* **Stated goal**: Write out, exactly as they appear, only the lines running from the line with "the wallpaper shrub" to the final line of the listing; include both.

* **Excerpted records**:
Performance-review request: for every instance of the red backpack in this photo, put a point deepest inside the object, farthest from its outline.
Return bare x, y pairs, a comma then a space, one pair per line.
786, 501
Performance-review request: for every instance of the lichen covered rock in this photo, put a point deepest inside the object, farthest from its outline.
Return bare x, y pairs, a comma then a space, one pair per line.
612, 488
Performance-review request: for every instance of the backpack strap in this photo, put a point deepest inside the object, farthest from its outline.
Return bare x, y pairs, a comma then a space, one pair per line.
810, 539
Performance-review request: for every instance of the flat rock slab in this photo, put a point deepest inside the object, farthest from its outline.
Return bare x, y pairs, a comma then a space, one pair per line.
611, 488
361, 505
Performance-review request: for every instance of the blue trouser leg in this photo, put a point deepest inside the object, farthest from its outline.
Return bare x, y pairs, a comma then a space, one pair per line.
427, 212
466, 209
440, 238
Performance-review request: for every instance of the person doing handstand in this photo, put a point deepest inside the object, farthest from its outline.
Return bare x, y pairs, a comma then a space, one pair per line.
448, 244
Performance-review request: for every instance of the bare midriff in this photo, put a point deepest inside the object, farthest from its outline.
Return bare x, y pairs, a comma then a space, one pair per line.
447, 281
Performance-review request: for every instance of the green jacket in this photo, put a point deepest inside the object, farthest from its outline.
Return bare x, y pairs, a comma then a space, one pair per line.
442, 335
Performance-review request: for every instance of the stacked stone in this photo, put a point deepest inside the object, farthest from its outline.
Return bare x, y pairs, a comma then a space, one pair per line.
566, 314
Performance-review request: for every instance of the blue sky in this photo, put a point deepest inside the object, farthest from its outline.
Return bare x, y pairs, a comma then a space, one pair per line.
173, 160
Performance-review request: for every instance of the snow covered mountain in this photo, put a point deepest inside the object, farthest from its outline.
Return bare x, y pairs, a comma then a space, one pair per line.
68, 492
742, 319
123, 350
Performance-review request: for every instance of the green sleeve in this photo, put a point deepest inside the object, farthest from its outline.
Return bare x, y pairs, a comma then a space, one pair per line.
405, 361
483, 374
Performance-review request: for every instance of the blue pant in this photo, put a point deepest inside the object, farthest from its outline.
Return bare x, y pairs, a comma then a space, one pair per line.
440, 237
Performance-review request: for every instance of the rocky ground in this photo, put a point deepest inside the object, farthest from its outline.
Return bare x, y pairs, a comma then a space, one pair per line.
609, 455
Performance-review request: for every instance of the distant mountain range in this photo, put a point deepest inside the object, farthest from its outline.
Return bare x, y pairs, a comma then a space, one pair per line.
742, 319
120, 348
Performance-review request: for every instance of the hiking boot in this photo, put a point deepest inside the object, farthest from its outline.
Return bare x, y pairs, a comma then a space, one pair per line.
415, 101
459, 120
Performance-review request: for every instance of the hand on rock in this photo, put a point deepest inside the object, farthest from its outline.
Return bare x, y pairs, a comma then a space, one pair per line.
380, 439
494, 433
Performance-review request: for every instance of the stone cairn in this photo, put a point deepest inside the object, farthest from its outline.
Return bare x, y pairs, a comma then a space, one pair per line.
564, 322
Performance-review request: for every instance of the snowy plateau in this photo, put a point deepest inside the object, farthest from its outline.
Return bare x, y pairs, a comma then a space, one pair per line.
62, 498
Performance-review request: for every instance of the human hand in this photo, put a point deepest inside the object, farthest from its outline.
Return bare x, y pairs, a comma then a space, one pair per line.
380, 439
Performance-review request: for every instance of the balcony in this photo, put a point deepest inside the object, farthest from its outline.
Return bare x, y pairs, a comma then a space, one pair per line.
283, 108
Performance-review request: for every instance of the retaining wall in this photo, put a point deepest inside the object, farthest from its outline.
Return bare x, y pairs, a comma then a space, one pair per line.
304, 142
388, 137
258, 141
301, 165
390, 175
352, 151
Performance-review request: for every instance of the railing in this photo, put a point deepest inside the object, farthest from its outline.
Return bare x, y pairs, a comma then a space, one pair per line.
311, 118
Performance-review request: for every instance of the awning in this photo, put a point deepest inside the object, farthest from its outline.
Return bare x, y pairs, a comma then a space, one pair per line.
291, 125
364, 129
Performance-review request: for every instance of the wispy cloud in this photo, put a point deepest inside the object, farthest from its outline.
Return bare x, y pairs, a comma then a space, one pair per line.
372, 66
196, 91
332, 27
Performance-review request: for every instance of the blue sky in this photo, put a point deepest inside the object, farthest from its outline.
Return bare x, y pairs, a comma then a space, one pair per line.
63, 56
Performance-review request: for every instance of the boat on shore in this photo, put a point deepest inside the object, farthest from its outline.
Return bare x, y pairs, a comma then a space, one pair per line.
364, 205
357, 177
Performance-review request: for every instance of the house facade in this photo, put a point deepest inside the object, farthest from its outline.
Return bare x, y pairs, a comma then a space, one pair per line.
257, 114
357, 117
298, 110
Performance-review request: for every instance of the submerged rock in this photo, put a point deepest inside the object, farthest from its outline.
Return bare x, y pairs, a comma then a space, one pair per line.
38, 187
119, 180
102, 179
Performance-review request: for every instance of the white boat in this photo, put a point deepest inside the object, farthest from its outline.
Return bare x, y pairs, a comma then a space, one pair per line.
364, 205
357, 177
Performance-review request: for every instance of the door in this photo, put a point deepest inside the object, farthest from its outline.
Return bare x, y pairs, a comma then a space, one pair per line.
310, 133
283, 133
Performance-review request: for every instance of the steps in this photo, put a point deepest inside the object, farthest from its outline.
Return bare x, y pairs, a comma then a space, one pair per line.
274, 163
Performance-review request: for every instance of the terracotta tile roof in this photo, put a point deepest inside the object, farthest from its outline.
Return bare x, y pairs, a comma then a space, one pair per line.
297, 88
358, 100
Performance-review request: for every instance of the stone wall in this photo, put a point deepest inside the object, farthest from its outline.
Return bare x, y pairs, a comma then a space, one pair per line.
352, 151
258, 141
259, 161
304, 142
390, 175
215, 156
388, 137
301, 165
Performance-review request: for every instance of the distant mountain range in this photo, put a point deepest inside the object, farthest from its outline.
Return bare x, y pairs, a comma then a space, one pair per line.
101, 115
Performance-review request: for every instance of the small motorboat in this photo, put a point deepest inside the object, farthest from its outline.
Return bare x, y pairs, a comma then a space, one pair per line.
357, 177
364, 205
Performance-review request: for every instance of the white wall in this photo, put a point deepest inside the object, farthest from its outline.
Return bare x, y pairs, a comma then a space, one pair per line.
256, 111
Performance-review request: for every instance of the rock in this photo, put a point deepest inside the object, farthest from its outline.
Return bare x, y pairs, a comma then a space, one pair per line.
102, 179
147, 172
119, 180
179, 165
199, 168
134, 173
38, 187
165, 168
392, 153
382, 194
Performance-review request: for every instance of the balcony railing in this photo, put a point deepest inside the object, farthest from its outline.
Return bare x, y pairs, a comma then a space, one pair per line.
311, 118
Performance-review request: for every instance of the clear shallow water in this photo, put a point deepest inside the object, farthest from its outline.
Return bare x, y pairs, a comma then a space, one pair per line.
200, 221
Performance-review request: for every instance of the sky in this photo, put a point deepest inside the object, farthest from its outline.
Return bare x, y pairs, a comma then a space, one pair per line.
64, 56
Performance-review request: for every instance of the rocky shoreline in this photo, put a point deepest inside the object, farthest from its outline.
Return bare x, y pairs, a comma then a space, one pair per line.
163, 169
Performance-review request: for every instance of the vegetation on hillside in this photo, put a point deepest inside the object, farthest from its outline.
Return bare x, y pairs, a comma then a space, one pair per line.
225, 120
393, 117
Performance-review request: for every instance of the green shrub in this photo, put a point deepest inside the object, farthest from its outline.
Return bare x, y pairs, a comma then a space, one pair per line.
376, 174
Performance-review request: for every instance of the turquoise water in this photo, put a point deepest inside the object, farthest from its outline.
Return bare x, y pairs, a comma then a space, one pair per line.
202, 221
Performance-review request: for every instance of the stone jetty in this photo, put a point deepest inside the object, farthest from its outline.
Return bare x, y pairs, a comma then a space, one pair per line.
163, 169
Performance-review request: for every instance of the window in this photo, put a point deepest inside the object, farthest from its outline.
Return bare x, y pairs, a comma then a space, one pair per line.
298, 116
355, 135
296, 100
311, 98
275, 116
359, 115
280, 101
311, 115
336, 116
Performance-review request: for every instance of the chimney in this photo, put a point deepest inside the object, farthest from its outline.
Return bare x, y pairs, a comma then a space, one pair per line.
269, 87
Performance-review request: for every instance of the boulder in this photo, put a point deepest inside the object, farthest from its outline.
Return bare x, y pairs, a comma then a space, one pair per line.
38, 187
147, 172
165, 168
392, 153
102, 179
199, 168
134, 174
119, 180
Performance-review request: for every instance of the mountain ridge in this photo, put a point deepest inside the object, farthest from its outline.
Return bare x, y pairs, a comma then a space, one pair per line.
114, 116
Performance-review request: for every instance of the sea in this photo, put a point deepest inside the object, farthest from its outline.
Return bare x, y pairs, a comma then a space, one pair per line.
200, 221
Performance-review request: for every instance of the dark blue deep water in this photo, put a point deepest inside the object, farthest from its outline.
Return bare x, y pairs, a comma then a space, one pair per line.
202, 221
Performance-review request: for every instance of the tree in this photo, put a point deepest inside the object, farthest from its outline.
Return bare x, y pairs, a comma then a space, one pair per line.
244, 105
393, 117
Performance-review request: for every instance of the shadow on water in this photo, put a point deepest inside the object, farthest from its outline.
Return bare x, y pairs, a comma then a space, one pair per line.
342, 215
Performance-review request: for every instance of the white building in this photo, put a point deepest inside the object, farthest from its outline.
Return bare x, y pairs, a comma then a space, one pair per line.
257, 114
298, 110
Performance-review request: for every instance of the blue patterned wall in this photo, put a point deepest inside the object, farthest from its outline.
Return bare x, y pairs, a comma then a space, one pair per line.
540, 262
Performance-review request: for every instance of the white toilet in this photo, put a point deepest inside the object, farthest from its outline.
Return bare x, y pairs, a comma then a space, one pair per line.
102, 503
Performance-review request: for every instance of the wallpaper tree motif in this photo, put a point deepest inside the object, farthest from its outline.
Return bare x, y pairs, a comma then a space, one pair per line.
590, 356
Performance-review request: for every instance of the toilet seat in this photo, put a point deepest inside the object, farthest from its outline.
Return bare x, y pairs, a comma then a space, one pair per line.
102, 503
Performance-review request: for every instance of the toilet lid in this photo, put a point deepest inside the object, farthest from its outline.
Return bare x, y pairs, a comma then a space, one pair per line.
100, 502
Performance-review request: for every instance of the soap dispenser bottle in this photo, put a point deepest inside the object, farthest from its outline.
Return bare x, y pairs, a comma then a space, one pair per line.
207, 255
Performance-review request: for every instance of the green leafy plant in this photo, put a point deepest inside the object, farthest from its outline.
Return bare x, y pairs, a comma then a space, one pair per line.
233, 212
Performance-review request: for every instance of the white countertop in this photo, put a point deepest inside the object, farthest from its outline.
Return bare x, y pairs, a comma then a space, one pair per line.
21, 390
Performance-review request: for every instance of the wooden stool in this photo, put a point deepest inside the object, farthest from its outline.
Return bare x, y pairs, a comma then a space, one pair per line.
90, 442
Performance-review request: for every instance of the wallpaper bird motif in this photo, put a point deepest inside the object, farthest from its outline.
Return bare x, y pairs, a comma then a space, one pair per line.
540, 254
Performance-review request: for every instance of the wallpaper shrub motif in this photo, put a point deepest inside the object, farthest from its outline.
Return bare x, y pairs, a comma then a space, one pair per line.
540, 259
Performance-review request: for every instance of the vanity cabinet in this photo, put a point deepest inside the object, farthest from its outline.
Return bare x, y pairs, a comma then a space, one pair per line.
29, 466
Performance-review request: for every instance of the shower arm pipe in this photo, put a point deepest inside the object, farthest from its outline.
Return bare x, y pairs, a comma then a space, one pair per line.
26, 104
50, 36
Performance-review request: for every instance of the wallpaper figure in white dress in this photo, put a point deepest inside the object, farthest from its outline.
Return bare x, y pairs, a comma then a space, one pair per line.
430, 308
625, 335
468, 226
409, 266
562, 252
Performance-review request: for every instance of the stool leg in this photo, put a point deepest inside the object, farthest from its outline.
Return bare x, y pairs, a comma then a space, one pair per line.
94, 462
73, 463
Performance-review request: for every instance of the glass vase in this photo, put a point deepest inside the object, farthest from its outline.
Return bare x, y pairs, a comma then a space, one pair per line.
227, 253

* **Exercise answer**:
Performance-review request: for every instance of the wallpaper shrub motif in this photo, put a point deepest inside the object, farthest from its outline.
Return bare x, y pairs, a comma then a space, one pair per line.
540, 259
Performance-review request: for every instance of the vanity cabinet in this photo, put a point deepest inside the object, farthest from its outline.
Return bare x, y pairs, a comma then a space, one pair per line.
29, 466
Performance-review request: for every instance of the shower arm pipe in this photo, put a point deepest inside the object, farthest from its outline.
Return bare x, y pairs, a comma then a space, one pair per line.
26, 104
50, 36
Performance-review request: for every instance of the wallpaper figure in white dress in this photo, put a point deepest inside the object, farthest from its outline.
Return bare x, y pairs, a comma then a space, one pair per line.
430, 308
625, 335
468, 226
409, 266
562, 252
Performance-review request: for every instance of the stool leg in this photo, put a point deepest inside the object, farthest from its outline.
Return bare x, y pairs, a comma then a space, one pair per line.
94, 462
73, 463
Performance-review request: for every instance of the glass vase in this photo, put a point deepest inside the object, farthest from its outline.
Return bare x, y pairs, a comma then a space, one pair per line.
227, 253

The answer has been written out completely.